• **Task objective**
Summarize the mcp-webscraper page below in two sentences.

• **Selected passage**
🕸️ mcp-webscraper — Web Scraping

mcp-webscraper is a FastMCP server providing comprehensive web scraping, data extraction, and search capabilities. It fetches pages, converts HTML to clean Markdown, extracts tables, links, CSS sections, metadata, sitemaps, and can perform web searches via Brave Search.

Tools

Tool	Description
`webscraper_fetch(url, max_chars=5000)`	Title + full page as Markdown + metadata
`webscraper_fetch_links(url, deduplicate=True)`	All `href` links found on the page
`webscraper_fetch_tables(url)`	All HTML tables converted to Markdown
`webscraper_fetch_all(url, max_chars=5000)`	Everything in one call (fetch + links + tables + meta)
`webscraper_fetch_section(url, selector)`	Specific CSS selector section only
`webscraper_fetch_meta(url)`	Title, description, Open Graph tags
`webscraper_fetch_sitemap(url, max_urls=100)`	Parse sitemap.xml, return URL list
`webscraper_search_hint(query, max_results=5)`	Brave Search — top URLs + snippets for a query

Stack

HTTP client: httpx (async, with SSL support, Chrome/Linux User-Agent)
HTML parser: BeautifulSoup4 + lxml
Markdown converter: html2text
Search backend: Brave Search (search.brave.com) — works without CAPTCHA
SSL: Custom cert bundle for Fedora 43 compatibility

🔍 Search: The Two-Step Research Pattern

webscraper_search_hint is the entry point for all web research. The recommended workflow is:

Step 1: webscraper_search_hint("your query") → get candidate URLs + snippets
Step 2: webscraper_fetch(best_url)           → get full page content

This avoids scraping irrelevant pages and gives you an overview before committing to a deep read.

Why Brave Search?

webscraper_search_hint uses Brave Search (search.brave.com) because:

✅ Returns real results without CAPTCHA or consent walls
✅ No API key required — works with plain HTTP GET
✅ Handles special characters (C++, &, %, etc.) via URL encoding
❌ Google blocks plain HTTP with 302 consent redirect
❌ DuckDuckGo blocks with CAPTCHA

Return Value

The tool returns a structured dict:

{
  "query": "FastMCP tool decorator",
  "search_url": "https://search.brave.com/search?q=FastMCP+tool+decorator&source=web",
  "result_count": 5,
  "hint": "FastMCP Docs (https://docs.fastmcp.dev): The @mcp.tool() decorator registers a function as... | PyPI FastMCP (https://pypi.org/project/fastmcp/): FastMCP 2.x — modern MCP server framework... | ...",
  "results": [
    {
      "title": "FastMCP Docs",
      "url": "https://docs.fastmcp.dev",
      "snippet": "The @mcp.tool() decorator registers a function as an MCP tool..."
    },
    ...
  ]
}

The hint field is a pipe-separated string of "Title (url): snippet[:120]" entries — immediately actionable for deciding which URL to fetch next.

• **Dataset section**
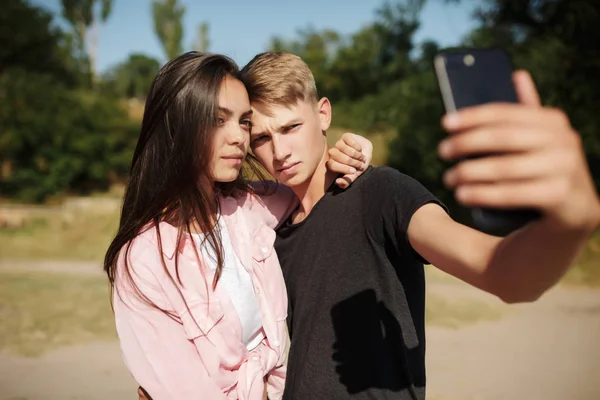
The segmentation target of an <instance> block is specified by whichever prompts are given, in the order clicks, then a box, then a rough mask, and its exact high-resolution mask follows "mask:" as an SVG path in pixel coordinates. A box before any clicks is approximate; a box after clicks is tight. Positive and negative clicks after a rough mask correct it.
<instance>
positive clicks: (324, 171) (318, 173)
mask: <svg viewBox="0 0 600 400" xmlns="http://www.w3.org/2000/svg"><path fill="white" fill-rule="evenodd" d="M327 150H328V148H327V147H326V148H325V151H324V153H323V157H322V158H321V161H320V162H319V166H318V167H317V169H316V170H315V173H314V174H313V176H312V177H311V178H310V179H309V180H307V181H306V182H304V184H302V185H298V186H294V187H292V188H291V189H292V190H293V191H294V193H295V194H296V197H297V198H298V200H299V201H300V207H298V211H297V212H296V213H295V214H294V216H293V219H294V223H298V222H300V221H302V220H303V219H304V218H306V217H307V216H308V214H310V212H311V211H312V209H313V207H314V206H315V204H317V202H318V201H319V200H321V198H322V197H323V196H324V195H325V193H326V192H327V189H328V188H329V186H331V184H332V183H333V182H334V181H335V179H336V177H337V173H335V172H332V171H329V170H328V169H327V160H329V154H328V152H327Z"/></svg>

• **Result**
mcp-webscraper is a FastMCP server that fetches web pages, converts HTML to clean Markdown, and extracts tables, links, CSS sections, metadata, and sitemaps, using httpx, BeautifulSoup4 with lxml, and html2text. Its webscraper_search_hint tool queries Brave Search, which returns results without CAPTCHA or an API key, and the recommended workflow is to search for candidate URLs and snippets first, then fetch the best page in full.